■ Vorliegender Text:
= = = = = = =

Weiden ist kein Einzelfall, vor einer Woche hat der Regionalligist SSV Ulm Insolvenz angemeldet (das zweite Mal nach 2001), vor zwei Wochen wurde bekannt, dass der ehemalige Regionalligist Eintracht Bamberg nicht mehr zu retten ist. Andere Beispiele aus der jüngeren Vergangenheit: Lüneburger SK, Bonner SC, Victoria Köln, SSV Reutlingen, Preußen Hameln, Eintracht Bad Kreuznach. Alles lokal sehr beliebte Traditionsvereine, zum Teil ehemalige Zweitligisten.
Vereine gingen schon immer Pleite, doch in den vergangenen Jahren, vor allem in dieser Saison, häufen sich die Fälle. "Das Vereinssterben wird sich dramatisieren", prophezeit Hardy Grüne, Buchautor und Experte für Amateurfußball. Auf seinem Blog und auf Twitter führt er einen Insolvenzticker.
Was sind die Ursachen? "Die Verantwortung für wirtschaftliches Handeln liegt bei den Vereinen", sagt der DFB-Direktor Helmut Sandrock. Juristisch und Fall für Fall betrachtet, stimmt das. Viele Vorstände wollen unbedingt aufsteigen, träumen von der Zweiten Liga, wenn nicht sogar von mehr. Von Wirtschaft verstehen sie wenig. Sie machen Schulden nach dem Es-wird-schon-irgendwie-gut-gehen-Prinzip. Weidens Clubspitze zum Beispiel muss sich von ihrem Trainer Günter Güttler schwere Vorwürfe anhören: "Man kann nicht Spieler und Trainer locken, ihnen Dinge versprechen, die überhaupt nicht stimmen."
"Die Vereinsführung hat sich bemüht, aber dilettantisch agiert", fügt Axel Kulas über den SSV Reutlingen hinzu, dessen Insolvenz er verwaltet. "Aber woher sollen die das können? Das sind Amateure." Kulas verortet den Fehler im System. In der Regionalliga sei auf Dauer kein ausgeglichener Haushalt möglich, allenfalls mit einem großzügigen Mäzen. Die Vereine werden zum Risiko verleitet, sagt auch Grüne. "Für seriös wirtschaftende Vereine ist das Überleben schwierig geworden."

= = = = = = =

■ Gegebene Angaben:
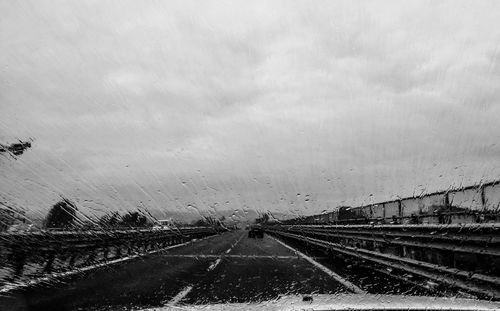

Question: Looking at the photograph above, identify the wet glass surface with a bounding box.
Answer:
[0,0,500,310]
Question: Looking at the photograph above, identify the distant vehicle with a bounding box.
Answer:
[248,225,264,239]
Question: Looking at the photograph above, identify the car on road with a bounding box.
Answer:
[248,225,264,239]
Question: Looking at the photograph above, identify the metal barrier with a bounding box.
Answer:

= = = = = = =

■ Deine Aufgaben:
(1) Beantworte zum Text über pleitegegangene Fußballvereine diese Fragen:
(a) In welchem Jahr hatte der SSV Ulm schon einmal Insolvenz angemeldet?
(b) Was führt Hardy Grüne auf seinem Blog und auf Twitter?
(c) Die Insolvenz welches Vereins verwaltet Axel Kulas?
(2) Aktualisiere im Text über pleitegegangene Fußballvereine die Stelle von „Weiden ist kein“ bis einschließlich „er einen Insolvenzticker.“, und setze dabei „Pleiteticker“ anstelle von „Insolvenzticker“ ein.
(3) Führe den Text über pleitegegangene Fußballvereine nach seinem letzten Satz weiter.

■ Die Lösungen:
(1)
(a) 2001
(b) Einen Insolvenzticker
(c) Die des SSV Reutlingen

(2)
Weiden ist kein Einzelfall, vor einer Woche hat der Regionalligist SSV Ulm Insolvenz angemeldet (das zweite Mal nach 2001), vor zwei Wochen wurde bekannt, dass der ehemalige Regionalligist Eintracht Bamberg nicht mehr zu retten ist. Andere Beispiele aus der jüngeren Vergangenheit: Lüneburger SK, Bonner SC, Victoria Köln, SSV Reutlingen, Preußen Hameln, Eintracht Bad Kreuznach. Alles lokal sehr beliebte Traditionsvereine, zum Teil ehemalige Zweitligisten.
Vereine gingen schon immer Pleite, doch in den vergangenen Jahren, vor allem in dieser Saison, häufen sich die Fälle. "Das Vereinssterben wird sich dramatisieren", prophezeit Hardy Grüne, Buchautor und Experte für Amateurfußball. Auf seinem Blog und auf Twitter führt er einen Pleiteticker.

(3)
Die Regionalliga ist die höchste Amateurliga, doch faktisch wird dort Profifußball betrieben. Trainiert wird meist täglich, Vereine zahlen Spielern und Mitarbeitern Löhne, finanzieren weite Reisen und Übernachtungen, honorieren Ordner und Sanitäter, haben Auflagen des DFB zu erfüllen. Die Einnahmen sind dagegen niedrig. Sponsoren sind für den "kleinen Fußball" immer schwerer zu gewinnen, das TV-Geld über die Zentralvermarktung des DFB beläuft sich auf 90.000 Euro im Jahr. Viel zu wenig, die Clubs müssen zusehen, dass sie die Regionalliga schnell überspringen. Eins höher, in der Dritten Liga, gibt es das Zehnfache.
Es gibt weitere Kritikpunkte: Die Reserveteams, in den aktuellen Regionalliga-Staffeln sind es 25 von 54, also fast die Hälfte. Vereine wie Hoffenheim, der HSV, aber auch der SV Wehen können in der Regionalliga ihren Nachwuchs unter Wettbewerbsbedingungen an ihre Profiteams heranführen. Doch sie bringen so gut wie keine Zuschauer zu Auswärtsspielen mit – ein weiterer Verdienstausfall für die Weidens und Reutlingens.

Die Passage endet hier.